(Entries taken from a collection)
------------------------

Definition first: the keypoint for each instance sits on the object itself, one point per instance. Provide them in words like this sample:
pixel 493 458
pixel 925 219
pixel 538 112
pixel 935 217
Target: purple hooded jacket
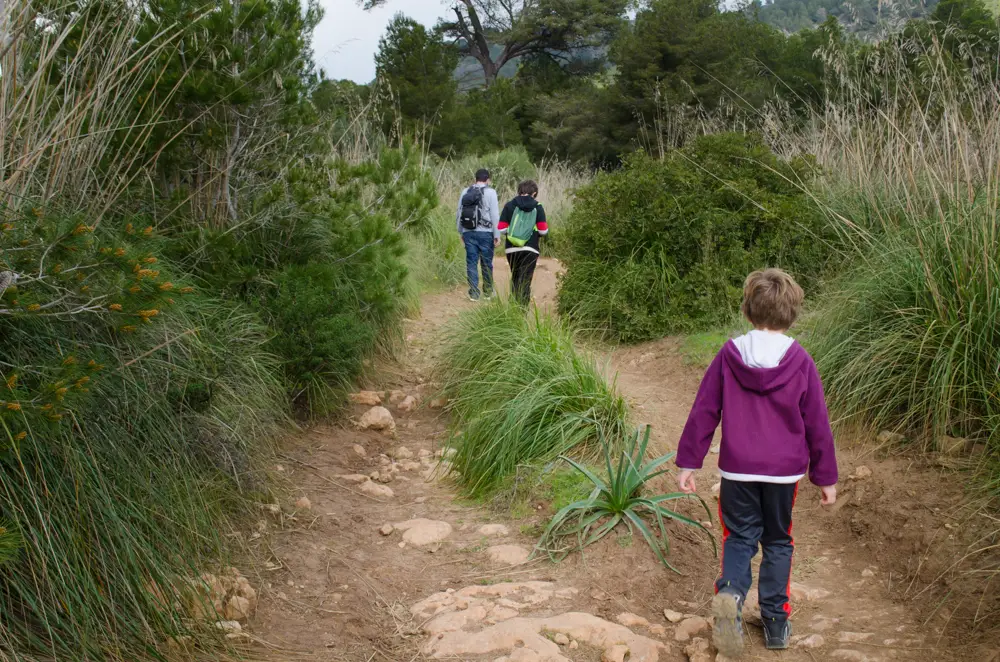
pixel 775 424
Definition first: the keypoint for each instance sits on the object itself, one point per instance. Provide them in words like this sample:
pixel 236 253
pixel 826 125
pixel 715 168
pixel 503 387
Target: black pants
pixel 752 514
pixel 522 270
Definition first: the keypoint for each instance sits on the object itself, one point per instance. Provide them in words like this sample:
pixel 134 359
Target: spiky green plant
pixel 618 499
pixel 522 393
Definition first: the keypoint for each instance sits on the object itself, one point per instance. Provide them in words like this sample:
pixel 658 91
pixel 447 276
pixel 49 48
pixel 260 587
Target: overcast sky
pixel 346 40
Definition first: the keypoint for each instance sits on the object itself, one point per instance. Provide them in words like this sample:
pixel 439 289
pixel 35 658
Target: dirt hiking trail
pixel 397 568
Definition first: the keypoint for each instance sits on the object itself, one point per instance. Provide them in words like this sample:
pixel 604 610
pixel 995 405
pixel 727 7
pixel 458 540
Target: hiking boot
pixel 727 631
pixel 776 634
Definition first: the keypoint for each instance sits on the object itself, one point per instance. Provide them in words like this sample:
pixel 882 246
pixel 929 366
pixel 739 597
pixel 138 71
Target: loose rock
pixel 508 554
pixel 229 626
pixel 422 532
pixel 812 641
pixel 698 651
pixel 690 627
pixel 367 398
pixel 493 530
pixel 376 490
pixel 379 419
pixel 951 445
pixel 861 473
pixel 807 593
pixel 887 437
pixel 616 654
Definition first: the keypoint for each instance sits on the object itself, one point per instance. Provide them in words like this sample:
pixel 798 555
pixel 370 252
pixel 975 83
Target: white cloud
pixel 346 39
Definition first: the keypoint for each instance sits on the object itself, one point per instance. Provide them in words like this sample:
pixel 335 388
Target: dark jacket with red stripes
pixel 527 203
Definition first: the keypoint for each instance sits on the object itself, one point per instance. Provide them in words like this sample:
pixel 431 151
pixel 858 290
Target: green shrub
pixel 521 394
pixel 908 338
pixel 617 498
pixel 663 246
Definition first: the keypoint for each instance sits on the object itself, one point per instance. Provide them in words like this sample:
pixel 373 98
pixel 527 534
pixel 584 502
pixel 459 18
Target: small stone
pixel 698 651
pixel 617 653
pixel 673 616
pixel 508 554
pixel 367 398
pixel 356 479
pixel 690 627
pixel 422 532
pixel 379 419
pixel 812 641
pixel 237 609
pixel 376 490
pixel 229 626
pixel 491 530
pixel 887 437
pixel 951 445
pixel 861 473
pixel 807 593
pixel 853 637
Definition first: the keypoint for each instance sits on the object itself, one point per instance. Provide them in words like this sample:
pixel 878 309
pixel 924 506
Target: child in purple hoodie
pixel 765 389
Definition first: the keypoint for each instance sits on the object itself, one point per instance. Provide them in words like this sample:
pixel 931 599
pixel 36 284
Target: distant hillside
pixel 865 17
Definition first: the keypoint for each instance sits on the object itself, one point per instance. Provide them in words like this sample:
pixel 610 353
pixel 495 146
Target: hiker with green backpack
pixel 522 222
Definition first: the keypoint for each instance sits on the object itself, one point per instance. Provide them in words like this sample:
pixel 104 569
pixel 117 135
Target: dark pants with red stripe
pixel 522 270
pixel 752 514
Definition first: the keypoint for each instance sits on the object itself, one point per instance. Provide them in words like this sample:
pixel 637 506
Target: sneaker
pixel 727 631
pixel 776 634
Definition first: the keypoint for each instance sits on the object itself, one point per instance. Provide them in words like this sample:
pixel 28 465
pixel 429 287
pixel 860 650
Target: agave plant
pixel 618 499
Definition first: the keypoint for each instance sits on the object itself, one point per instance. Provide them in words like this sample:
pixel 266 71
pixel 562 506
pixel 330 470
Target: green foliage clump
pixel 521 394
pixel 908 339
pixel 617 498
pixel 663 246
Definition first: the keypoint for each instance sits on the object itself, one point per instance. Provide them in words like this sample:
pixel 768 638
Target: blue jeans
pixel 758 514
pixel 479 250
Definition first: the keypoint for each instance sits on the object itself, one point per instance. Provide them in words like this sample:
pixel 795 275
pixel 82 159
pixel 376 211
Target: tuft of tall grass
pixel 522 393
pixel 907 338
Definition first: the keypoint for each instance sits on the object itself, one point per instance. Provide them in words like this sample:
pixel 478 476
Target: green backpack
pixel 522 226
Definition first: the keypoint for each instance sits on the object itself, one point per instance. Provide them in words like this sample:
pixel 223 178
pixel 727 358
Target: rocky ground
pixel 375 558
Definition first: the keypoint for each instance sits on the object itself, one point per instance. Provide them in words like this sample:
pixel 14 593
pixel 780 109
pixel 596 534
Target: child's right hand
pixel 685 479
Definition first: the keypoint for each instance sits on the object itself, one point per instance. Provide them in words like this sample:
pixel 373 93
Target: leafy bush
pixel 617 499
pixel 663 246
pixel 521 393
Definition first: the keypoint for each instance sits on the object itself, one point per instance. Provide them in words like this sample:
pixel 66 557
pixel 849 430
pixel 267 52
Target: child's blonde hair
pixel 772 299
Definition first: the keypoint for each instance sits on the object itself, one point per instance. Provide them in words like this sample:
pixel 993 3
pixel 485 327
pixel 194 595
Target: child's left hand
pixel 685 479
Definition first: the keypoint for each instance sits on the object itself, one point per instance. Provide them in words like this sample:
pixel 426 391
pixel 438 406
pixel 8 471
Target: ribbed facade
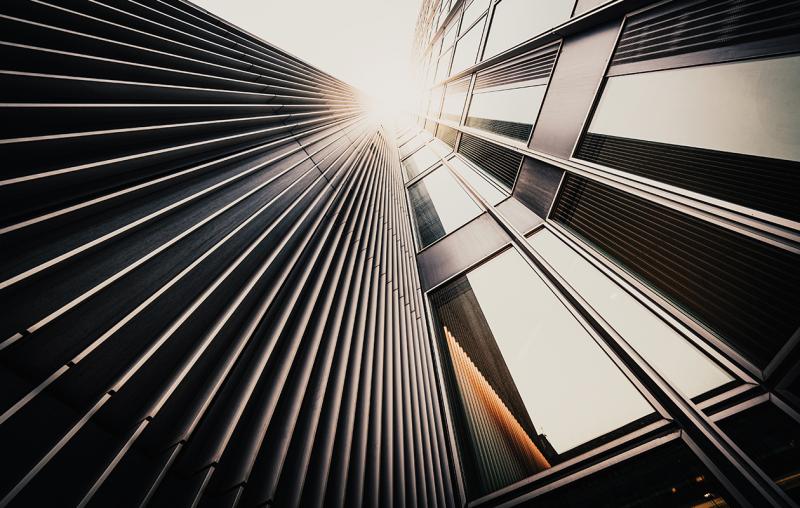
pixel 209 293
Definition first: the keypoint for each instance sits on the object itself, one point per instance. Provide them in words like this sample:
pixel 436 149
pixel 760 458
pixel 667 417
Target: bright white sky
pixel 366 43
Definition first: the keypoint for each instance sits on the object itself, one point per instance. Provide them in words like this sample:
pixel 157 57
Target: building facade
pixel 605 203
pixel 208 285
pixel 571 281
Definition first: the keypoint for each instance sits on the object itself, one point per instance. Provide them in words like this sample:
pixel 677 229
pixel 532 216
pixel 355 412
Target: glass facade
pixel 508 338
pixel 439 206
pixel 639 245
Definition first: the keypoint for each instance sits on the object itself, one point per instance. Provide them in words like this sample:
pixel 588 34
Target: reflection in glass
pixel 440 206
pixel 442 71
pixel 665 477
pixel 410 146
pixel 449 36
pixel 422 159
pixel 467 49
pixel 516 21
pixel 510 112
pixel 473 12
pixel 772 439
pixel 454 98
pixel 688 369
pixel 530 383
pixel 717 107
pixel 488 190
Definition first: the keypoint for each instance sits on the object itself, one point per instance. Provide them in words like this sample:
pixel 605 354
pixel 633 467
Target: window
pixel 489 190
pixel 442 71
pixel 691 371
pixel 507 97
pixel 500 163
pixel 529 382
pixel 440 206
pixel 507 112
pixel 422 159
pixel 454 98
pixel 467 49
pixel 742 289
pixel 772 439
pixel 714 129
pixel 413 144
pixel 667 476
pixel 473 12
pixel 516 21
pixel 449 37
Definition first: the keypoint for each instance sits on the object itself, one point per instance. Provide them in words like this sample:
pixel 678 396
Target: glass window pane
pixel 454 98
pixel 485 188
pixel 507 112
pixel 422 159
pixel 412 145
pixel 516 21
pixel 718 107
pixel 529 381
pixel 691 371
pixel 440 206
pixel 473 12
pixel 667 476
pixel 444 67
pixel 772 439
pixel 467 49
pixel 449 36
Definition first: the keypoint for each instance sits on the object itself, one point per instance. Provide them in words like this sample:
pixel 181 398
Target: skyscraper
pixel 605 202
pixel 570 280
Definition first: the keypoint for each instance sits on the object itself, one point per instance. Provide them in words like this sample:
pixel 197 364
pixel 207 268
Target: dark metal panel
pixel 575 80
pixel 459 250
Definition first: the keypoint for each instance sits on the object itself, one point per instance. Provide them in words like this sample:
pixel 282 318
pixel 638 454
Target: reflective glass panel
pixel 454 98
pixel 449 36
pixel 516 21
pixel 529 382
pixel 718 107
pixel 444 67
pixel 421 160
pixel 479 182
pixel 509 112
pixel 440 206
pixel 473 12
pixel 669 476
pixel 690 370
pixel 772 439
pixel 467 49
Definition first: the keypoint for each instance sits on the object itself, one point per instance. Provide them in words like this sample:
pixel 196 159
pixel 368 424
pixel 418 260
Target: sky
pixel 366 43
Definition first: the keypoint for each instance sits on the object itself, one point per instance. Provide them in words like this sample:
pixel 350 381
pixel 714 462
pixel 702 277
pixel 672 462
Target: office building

------------------------

Return only the part of the records above that opens with the line containing "pixel 562 506" and closes with the line containing "pixel 376 211", ends included.

▸ **ANSWER BELOW**
pixel 562 506
pixel 330 470
Target: green foliage clump
pixel 521 394
pixel 908 339
pixel 617 498
pixel 663 246
Definition first: the keypoint for each instance sits on the object itself, one point per instance. Provide them in words like this sample:
pixel 768 638
Target: blue jeans
pixel 758 514
pixel 479 250
Definition first: the keypoint for each instance sits on the object itself, one point per instance. Provide them in words like this sample:
pixel 795 275
pixel 82 159
pixel 376 211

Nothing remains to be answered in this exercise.